WORK TASK
Look through the material below and count the lines that hold "each". Give that number by itself.

TASK MATERIAL

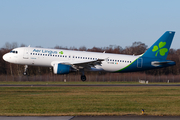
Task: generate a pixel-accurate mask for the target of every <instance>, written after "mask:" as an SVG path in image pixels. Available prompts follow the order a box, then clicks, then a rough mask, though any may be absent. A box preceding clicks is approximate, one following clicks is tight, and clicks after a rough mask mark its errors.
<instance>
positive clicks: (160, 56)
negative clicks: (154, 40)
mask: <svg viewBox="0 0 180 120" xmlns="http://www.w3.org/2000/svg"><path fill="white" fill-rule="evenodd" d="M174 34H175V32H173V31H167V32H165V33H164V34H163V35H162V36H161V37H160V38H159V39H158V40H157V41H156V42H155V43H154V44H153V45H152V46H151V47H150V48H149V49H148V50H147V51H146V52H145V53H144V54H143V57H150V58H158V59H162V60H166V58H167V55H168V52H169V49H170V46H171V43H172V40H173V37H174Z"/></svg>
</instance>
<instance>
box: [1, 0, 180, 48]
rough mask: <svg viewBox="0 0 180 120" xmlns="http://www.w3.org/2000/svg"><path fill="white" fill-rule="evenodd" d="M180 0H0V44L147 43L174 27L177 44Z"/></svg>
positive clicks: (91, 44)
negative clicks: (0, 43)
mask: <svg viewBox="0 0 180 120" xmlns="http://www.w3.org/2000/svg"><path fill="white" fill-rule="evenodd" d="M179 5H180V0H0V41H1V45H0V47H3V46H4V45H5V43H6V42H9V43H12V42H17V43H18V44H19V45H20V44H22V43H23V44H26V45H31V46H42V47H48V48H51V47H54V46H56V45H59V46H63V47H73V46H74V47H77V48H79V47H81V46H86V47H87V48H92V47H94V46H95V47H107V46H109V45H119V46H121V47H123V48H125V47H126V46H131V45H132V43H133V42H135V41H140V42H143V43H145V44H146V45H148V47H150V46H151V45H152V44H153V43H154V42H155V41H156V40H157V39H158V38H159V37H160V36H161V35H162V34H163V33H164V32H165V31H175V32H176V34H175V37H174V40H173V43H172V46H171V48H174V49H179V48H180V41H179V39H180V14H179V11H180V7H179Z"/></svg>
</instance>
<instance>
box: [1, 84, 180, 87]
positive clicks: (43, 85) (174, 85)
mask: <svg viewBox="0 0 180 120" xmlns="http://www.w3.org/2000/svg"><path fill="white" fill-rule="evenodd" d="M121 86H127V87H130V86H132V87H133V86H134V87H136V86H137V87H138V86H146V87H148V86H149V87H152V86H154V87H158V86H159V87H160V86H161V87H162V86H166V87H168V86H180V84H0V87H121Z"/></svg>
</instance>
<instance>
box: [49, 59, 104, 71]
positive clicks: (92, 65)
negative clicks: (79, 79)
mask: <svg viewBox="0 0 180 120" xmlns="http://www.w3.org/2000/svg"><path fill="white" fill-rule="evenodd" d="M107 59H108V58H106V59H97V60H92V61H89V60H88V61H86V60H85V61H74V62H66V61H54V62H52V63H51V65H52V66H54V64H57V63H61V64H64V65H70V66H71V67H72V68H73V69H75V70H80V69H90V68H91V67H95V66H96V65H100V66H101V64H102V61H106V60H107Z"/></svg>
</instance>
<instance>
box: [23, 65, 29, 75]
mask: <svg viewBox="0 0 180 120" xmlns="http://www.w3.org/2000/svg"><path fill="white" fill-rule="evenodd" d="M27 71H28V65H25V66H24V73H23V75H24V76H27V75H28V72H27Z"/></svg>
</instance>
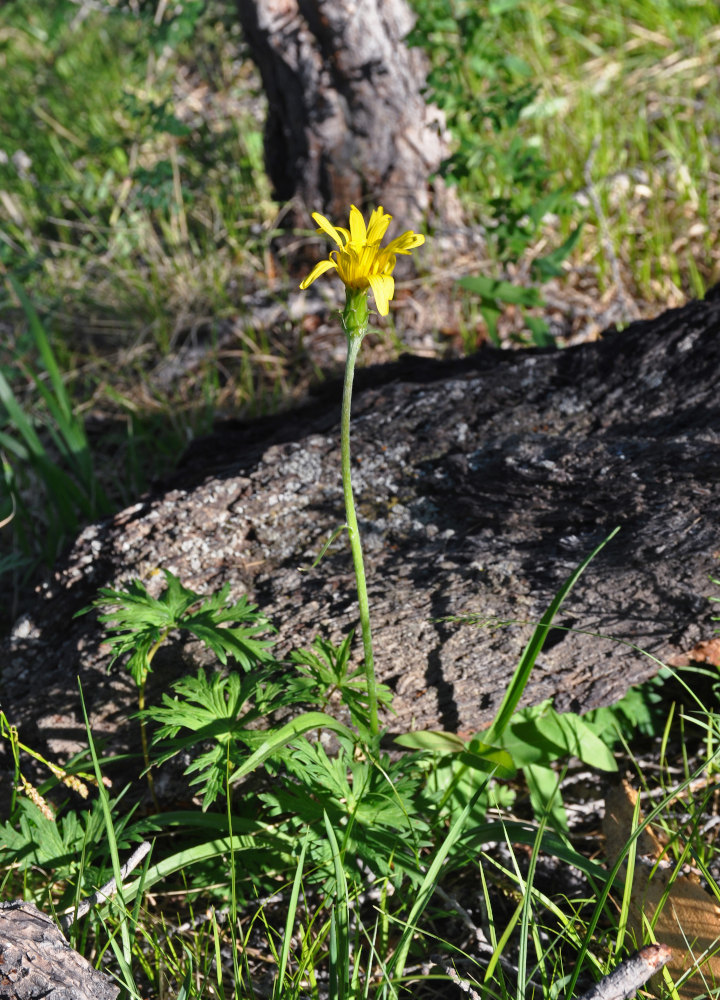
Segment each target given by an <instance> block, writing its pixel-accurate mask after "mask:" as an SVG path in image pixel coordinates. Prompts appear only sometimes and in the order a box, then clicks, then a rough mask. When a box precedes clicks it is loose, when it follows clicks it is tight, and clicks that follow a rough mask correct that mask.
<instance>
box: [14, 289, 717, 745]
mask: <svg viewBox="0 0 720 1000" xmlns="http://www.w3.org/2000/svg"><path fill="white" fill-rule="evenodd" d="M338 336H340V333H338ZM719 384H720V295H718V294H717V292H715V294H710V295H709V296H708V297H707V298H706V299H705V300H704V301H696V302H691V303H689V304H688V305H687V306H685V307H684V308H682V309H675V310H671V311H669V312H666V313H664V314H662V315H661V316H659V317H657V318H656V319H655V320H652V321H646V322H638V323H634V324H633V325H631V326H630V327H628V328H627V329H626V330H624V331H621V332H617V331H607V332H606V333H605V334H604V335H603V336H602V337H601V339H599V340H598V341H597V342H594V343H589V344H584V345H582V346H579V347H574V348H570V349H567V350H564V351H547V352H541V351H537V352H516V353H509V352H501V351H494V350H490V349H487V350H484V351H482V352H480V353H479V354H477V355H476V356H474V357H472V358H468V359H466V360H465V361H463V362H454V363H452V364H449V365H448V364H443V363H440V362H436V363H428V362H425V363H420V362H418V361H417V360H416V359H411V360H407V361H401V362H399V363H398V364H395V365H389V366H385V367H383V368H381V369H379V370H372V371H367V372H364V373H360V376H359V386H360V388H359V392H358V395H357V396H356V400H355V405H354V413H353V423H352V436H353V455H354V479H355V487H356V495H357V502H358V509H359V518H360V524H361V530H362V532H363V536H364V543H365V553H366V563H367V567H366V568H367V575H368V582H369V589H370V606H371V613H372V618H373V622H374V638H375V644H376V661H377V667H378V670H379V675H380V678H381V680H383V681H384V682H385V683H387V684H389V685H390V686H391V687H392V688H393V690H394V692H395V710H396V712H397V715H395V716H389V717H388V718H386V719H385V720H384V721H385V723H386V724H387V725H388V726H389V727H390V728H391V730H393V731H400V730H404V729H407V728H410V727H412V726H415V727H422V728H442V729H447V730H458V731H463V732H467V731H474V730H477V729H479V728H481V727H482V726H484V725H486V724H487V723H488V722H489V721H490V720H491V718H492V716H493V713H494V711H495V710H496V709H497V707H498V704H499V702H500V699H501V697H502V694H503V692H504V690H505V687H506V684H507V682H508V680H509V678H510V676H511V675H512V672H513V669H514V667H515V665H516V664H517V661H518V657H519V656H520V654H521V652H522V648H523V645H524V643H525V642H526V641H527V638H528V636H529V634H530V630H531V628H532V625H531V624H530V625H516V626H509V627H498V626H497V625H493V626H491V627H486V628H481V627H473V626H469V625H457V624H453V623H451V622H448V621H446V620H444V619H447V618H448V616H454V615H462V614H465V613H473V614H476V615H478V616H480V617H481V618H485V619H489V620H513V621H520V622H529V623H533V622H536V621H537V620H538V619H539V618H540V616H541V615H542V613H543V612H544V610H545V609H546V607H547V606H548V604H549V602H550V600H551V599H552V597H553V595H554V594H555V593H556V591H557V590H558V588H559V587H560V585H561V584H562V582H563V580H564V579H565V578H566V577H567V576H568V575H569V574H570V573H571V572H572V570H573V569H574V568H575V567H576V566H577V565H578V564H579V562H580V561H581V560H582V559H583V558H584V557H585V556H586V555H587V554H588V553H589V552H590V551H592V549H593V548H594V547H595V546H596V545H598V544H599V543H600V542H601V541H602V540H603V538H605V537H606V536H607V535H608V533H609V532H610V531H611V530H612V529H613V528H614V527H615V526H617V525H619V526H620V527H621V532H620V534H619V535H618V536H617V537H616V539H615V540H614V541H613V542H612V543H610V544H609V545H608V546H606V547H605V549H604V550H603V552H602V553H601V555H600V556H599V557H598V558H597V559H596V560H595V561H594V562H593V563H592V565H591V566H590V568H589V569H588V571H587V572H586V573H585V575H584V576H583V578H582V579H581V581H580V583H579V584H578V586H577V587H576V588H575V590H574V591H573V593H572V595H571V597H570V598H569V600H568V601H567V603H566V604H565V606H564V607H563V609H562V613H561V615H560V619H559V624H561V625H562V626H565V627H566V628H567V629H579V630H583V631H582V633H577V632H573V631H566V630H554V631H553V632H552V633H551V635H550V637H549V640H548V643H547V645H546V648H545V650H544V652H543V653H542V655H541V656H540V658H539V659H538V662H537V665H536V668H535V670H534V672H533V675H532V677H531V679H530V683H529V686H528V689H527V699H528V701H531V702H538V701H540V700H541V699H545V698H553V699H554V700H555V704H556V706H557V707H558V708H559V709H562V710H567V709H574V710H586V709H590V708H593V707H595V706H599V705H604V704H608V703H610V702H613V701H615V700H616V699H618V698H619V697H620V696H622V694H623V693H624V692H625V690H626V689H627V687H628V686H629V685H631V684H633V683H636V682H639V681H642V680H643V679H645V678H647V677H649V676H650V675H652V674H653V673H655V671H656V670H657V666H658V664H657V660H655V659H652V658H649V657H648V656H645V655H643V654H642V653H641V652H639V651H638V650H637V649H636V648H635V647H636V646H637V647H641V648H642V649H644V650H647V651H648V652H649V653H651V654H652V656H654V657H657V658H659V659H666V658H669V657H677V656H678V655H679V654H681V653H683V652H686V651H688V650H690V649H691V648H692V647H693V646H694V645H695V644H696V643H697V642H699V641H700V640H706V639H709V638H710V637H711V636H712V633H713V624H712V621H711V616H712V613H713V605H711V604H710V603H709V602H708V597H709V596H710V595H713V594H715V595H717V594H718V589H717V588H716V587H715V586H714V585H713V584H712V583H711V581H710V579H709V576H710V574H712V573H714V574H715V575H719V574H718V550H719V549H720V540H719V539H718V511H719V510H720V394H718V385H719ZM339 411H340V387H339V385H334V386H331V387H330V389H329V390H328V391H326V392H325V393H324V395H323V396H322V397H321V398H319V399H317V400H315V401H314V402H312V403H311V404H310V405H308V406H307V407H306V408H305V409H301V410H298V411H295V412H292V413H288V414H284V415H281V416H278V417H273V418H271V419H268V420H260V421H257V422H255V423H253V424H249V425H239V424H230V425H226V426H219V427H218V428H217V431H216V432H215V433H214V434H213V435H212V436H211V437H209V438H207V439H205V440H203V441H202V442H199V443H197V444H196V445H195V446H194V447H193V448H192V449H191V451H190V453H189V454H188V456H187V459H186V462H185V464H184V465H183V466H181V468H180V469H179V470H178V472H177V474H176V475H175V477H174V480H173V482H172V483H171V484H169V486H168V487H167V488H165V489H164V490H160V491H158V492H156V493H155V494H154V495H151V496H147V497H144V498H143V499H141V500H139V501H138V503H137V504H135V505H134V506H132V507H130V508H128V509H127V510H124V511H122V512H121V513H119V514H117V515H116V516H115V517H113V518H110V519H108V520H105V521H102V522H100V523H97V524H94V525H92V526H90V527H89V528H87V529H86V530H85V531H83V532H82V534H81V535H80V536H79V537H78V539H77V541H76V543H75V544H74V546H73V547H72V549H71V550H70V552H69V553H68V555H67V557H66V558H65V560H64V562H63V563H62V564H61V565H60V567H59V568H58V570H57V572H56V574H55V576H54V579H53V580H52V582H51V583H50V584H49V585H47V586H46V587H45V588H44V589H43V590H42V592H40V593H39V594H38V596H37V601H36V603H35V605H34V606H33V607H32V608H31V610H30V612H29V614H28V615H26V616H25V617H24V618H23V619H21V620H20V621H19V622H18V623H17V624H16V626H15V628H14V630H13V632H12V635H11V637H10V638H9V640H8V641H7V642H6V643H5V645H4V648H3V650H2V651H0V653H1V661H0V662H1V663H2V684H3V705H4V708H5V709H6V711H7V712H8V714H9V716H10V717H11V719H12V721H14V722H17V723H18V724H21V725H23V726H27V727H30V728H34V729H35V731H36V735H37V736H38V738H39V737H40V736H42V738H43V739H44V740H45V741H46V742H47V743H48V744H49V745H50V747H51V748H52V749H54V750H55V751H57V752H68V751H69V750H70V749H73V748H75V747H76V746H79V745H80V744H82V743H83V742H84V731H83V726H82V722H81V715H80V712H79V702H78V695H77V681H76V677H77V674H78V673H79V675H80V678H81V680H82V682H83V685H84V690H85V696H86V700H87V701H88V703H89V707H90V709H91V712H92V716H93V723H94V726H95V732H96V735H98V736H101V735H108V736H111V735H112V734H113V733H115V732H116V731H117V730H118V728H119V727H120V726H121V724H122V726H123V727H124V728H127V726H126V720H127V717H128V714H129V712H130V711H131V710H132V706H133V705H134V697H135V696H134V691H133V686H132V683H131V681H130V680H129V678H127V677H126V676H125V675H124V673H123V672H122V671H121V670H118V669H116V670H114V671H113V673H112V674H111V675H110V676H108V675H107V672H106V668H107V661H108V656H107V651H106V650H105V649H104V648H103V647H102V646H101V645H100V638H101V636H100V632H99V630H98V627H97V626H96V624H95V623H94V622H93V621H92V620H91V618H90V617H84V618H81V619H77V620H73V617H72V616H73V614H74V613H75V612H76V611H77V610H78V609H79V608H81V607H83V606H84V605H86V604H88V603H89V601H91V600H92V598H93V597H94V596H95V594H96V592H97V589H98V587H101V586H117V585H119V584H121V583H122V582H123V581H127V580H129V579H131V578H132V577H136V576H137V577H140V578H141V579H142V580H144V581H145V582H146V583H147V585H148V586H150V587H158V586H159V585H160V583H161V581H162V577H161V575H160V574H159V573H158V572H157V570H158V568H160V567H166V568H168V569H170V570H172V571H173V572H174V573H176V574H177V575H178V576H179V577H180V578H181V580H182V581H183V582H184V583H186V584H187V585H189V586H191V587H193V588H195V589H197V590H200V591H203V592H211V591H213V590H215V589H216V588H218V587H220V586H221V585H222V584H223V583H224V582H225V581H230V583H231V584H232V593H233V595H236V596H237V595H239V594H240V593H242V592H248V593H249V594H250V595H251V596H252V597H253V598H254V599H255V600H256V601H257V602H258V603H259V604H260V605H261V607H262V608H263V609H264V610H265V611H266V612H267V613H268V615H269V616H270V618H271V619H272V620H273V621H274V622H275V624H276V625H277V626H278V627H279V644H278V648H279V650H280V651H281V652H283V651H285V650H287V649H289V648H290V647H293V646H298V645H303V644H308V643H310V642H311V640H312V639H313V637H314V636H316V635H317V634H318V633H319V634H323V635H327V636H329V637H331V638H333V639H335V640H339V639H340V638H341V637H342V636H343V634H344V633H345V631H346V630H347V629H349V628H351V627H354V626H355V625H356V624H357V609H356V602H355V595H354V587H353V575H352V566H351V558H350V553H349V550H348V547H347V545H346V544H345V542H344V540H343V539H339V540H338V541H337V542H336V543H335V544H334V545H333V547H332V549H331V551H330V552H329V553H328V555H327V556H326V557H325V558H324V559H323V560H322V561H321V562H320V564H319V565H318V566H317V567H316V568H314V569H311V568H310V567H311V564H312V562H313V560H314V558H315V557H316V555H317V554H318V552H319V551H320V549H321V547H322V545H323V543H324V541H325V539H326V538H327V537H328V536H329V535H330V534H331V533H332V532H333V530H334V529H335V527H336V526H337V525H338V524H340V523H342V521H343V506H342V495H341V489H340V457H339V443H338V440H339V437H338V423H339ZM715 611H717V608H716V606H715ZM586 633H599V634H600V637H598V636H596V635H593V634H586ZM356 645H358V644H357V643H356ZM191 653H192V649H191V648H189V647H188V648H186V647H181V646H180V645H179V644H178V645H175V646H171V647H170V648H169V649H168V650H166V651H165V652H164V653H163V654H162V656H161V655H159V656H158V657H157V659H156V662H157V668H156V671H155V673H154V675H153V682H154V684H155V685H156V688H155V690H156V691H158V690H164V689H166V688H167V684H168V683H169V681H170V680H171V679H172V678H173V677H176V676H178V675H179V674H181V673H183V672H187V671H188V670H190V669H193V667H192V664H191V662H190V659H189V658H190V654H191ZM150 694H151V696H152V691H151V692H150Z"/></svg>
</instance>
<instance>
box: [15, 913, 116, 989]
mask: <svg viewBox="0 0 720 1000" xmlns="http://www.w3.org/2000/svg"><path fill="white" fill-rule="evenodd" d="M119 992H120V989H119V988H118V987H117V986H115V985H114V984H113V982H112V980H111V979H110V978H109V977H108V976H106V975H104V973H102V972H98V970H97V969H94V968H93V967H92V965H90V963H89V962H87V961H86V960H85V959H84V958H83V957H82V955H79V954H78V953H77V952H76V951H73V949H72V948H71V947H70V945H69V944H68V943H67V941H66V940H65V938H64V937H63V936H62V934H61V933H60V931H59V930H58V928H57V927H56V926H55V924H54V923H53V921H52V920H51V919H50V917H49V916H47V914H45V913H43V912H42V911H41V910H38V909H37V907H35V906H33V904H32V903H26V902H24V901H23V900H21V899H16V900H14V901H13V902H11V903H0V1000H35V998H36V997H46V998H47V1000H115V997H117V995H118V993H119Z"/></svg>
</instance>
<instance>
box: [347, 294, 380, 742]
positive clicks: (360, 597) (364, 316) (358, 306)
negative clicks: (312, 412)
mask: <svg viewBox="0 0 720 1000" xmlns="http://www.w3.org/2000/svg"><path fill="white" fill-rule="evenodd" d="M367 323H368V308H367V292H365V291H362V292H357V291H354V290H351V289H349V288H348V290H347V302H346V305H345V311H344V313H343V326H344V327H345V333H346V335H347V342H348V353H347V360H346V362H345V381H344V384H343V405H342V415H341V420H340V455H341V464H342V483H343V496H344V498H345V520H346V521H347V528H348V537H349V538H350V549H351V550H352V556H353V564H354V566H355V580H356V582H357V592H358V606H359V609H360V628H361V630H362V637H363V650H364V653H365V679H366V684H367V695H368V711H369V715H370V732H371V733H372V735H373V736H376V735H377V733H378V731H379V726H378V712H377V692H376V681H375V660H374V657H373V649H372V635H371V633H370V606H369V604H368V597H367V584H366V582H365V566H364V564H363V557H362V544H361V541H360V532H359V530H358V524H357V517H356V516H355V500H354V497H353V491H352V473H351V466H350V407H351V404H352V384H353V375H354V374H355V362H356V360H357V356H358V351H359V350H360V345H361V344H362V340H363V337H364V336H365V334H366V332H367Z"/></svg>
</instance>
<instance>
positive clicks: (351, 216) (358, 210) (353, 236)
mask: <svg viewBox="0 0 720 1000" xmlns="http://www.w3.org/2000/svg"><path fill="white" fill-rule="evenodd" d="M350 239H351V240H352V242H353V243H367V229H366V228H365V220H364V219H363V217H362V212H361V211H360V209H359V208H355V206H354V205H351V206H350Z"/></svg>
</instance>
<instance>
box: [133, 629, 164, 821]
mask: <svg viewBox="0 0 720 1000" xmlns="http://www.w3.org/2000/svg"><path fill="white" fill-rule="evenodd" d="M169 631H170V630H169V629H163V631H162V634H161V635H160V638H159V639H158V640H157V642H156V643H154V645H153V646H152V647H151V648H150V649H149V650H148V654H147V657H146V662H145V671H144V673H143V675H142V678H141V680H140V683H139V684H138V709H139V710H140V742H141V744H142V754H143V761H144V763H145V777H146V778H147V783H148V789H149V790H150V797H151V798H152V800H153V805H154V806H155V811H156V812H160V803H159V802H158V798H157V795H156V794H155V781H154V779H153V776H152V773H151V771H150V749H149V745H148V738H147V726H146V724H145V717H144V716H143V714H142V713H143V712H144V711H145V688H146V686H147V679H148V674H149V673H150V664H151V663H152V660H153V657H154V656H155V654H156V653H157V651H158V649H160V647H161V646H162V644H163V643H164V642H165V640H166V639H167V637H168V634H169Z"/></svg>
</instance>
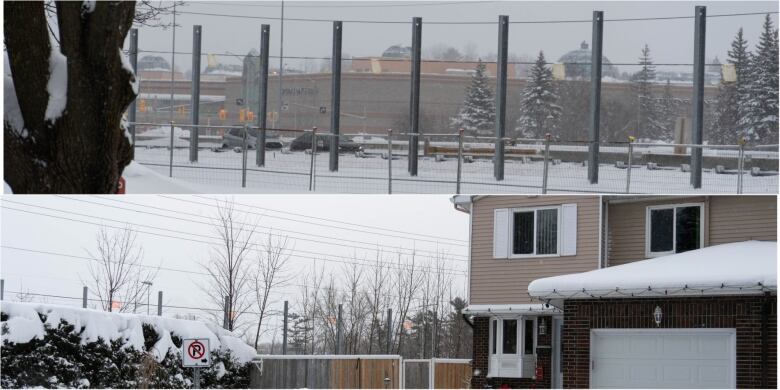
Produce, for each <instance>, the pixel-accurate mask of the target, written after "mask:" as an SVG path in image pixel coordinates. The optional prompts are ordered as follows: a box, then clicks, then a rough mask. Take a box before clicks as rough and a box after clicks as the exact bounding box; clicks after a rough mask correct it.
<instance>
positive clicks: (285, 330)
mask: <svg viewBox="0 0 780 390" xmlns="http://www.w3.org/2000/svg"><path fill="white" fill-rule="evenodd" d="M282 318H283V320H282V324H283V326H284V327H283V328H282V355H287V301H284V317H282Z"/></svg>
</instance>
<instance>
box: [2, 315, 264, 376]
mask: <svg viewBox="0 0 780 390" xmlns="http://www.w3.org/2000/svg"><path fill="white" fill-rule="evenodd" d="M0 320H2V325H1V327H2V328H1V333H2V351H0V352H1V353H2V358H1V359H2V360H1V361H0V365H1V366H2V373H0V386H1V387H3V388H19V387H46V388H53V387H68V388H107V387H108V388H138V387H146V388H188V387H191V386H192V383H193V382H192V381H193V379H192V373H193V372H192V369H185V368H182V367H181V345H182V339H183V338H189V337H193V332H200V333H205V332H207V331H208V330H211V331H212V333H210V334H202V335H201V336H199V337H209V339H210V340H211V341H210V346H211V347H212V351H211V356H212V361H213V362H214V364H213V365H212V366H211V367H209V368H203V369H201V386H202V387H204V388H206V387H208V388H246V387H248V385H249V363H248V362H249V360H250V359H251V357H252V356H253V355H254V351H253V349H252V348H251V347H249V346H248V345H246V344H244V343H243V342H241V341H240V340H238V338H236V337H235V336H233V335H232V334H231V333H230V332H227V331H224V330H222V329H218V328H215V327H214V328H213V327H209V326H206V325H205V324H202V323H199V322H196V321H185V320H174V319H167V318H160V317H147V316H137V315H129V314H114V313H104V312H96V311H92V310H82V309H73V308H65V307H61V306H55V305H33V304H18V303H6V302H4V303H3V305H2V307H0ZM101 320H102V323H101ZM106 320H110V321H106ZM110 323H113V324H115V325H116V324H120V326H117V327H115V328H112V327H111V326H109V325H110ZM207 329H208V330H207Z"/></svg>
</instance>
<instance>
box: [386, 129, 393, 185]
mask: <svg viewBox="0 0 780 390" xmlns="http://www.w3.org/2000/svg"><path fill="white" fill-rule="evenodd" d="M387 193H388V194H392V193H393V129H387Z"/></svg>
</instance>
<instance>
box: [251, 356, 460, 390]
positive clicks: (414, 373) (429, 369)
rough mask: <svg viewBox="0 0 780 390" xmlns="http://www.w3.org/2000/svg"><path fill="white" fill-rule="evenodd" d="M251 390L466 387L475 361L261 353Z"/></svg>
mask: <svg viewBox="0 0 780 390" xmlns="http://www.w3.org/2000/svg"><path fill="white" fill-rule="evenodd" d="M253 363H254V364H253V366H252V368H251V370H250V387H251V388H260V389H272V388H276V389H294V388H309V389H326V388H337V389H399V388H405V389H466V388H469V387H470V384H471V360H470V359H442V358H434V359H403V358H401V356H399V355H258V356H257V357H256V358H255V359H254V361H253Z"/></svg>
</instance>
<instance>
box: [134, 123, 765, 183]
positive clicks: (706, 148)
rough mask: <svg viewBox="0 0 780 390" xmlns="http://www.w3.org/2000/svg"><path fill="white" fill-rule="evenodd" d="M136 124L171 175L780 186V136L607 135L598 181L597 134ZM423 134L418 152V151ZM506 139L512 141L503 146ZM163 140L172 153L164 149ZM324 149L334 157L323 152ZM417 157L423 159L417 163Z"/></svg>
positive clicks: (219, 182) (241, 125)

TASK RESULT
2